**SOURCE DOCUMENT**
□ □ □ □ □ □ □
Sramana Mitra: Right, you’ll learn as you go along. But there will be these three buckets, I think, even when you are a $100M or a $1B company. This is going to be the structure of your company. So the question then is, what is the distribution?
If you look at the revenue, what percentage of it is in the IP bucket? What percentage of it is in the white glove services bucket? What percentage of the revenue is in the setup fee or the consulting setup fee?
Feroze Mohammed: Today, it is about 75%, 15%, and 10%.
Sramana Mitra: Is 75% IP and 15% white glove services?
Feroze Mohammed: 75% is the initial setup fee. About 15% is the MRR for the IP. 10% percent is the white glove services. Again, when I say white glove services, these are not traditional linear services. These are services that are multiplexed across all the many installations that we’ve got. So, it’s 75%, 15%, and 10% at any point of time for a given client. But what you would also need to understand is that this 15% and 10% get compounded over a period of time.
Sramana Mitra: Of course.
Feroze Mohammed: If you were to look at the revenue spread five years down the line, we would probably have reached a revenue spread where these two lines will probably be more than 50% of our revenue. So, per deal, it is structured like 75, 15, and 10. But as we deploy more and more solutions, I think these two components would eventually reach up to more than 50% of the overall revenue.
Sramana Mitra: OK, so ultimately you’re trying to get to more of a SaaS kind of repeatability and predictability in your revenues.
Feroze Mohammed: There is a non-linearity and predictability in the revenue that we would seek. I would say this is different from SaaS in the sense that a lot of this continues to evolve, right? In SaaS, it’s a one-time point solution that you sell. Whereas here, we build a model, then we build an adjacent model, then another model, and so on.
Sramana Mitra: That’s true about SaaS as well. You sell different modules into the same customer base. I don’t think that’s necessarily different. What is different is the white glove services portion is changing as new things happen, new use cases come about, and so forth.
So, I guess my next question on that white glove services piece is, what is the scope for automation and margin extraction in that white glove services portion?
Feroze Mohammed: Significantly high. The entire ML ops, if you were to broadly call it, it’s AI ops or ML ops as the white glove services. Number one, it’s highly multiplexed. You would need the fractional input. Let’s say every time a data drift happens, you would need data science expertise to retune or retrain the model or tune the parameters.
□ □ □ □ □ □ □
**DATA TO PROCESS**
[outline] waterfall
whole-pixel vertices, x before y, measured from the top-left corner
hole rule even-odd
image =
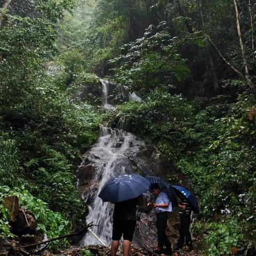
[[[89,207],[87,223],[93,222],[97,225],[91,229],[103,242],[109,244],[112,233],[112,215],[114,205],[104,203],[98,195],[104,184],[118,175],[134,172],[129,156],[138,153],[143,141],[138,137],[117,129],[102,128],[100,137],[89,151],[90,157],[96,162],[96,173],[92,185],[98,183],[98,190],[92,195],[84,195],[84,200],[90,198],[92,205]],[[87,234],[82,243],[83,245],[98,244],[99,242],[90,234]]]
[[[109,81],[107,80],[103,80],[103,79],[100,78],[100,81],[102,84],[102,106],[105,108],[107,109],[113,109],[115,108],[114,106],[110,105],[108,103],[108,85],[109,84]]]
[[[108,103],[108,86],[110,82],[100,78],[102,84],[102,104],[104,108],[114,109]],[[124,87],[124,89],[125,88]],[[126,89],[127,90],[127,89]],[[124,93],[122,92],[124,98]],[[129,93],[130,99],[141,101],[134,93]],[[98,142],[89,152],[89,159],[93,159],[95,163],[95,173],[91,181],[91,187],[98,185],[96,191],[84,195],[85,202],[92,202],[89,205],[89,213],[86,218],[87,223],[93,222],[96,225],[91,230],[106,244],[111,241],[112,233],[112,215],[114,205],[110,203],[102,204],[98,195],[105,183],[111,178],[126,173],[134,172],[133,164],[129,156],[136,154],[145,142],[136,136],[123,130],[125,125],[125,116],[121,118],[118,127],[122,130],[111,129],[106,127],[101,128]],[[82,163],[82,165],[83,163]],[[91,234],[87,233],[82,242],[83,245],[99,244],[98,240]]]
[[[142,100],[141,98],[138,96],[136,93],[133,92],[132,93],[129,93],[129,99],[130,100],[134,100],[134,101],[138,101],[139,102],[142,102]]]

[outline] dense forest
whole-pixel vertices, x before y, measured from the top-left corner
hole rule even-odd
□ □ □ □ □ □ □
**YOUR TASKS**
• A. In the interview, what share of the revenue per deal comes from the initial setup fee?
• B. In the records, starting at the line containing "[outline] dense forest" and ending at the last line of the records, substitute "nonzero" for "even-odd". Reproduce only those lines, leaving everything else unchanged.

**TASK RESULTS**
• A. 75%

• B.
[outline] dense forest
whole-pixel vertices, x before y, measured from the top-left corner
hole rule nonzero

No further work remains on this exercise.